╭─ Raw data

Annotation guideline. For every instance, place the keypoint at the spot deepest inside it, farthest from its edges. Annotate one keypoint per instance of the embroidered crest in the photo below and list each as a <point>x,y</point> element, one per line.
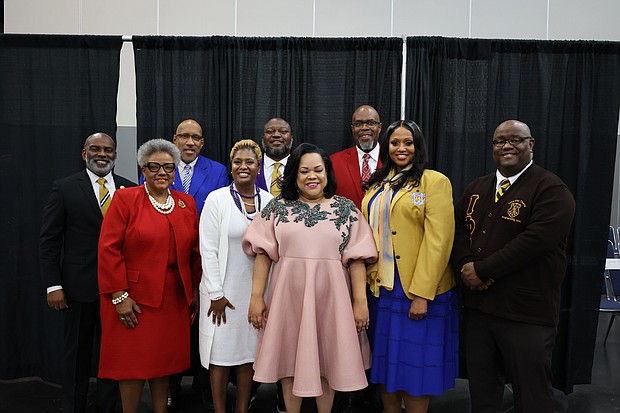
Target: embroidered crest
<point>419,198</point>
<point>515,208</point>
<point>470,222</point>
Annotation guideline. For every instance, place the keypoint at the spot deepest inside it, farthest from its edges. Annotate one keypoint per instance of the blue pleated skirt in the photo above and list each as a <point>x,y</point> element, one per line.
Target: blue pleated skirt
<point>419,357</point>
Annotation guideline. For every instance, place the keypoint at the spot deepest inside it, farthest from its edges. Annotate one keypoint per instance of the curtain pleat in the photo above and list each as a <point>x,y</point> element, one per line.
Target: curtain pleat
<point>232,86</point>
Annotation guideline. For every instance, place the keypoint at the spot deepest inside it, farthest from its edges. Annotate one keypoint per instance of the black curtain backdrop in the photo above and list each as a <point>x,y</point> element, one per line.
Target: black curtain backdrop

╰─

◆ What is expected ◆
Please lay out the listing above as a JSON list of strings with one string per line, leaving out blank lines. Begin at the line that contains "of the curtain" and stop after the final line of the listing.

◆ Finished exercise ◆
[
  "Annotation guideline. For every instance, place the keypoint at the spot deepest inside it, farthest from its edges. Annotate one keypoint per instance of the curtain pleat in the photo above and list each as a <point>x,y</point> element, one per line.",
  "Target: curtain pleat",
  "<point>232,86</point>",
  "Annotation guideline. For every instance, place the keypoint at the spot deepest inside it, farthest from its edges. Annotate one keypoint per instance of the black curtain backdrop in the photo above and list each as a <point>x,y</point> element, one per line.",
  "Target: black curtain backdrop"
]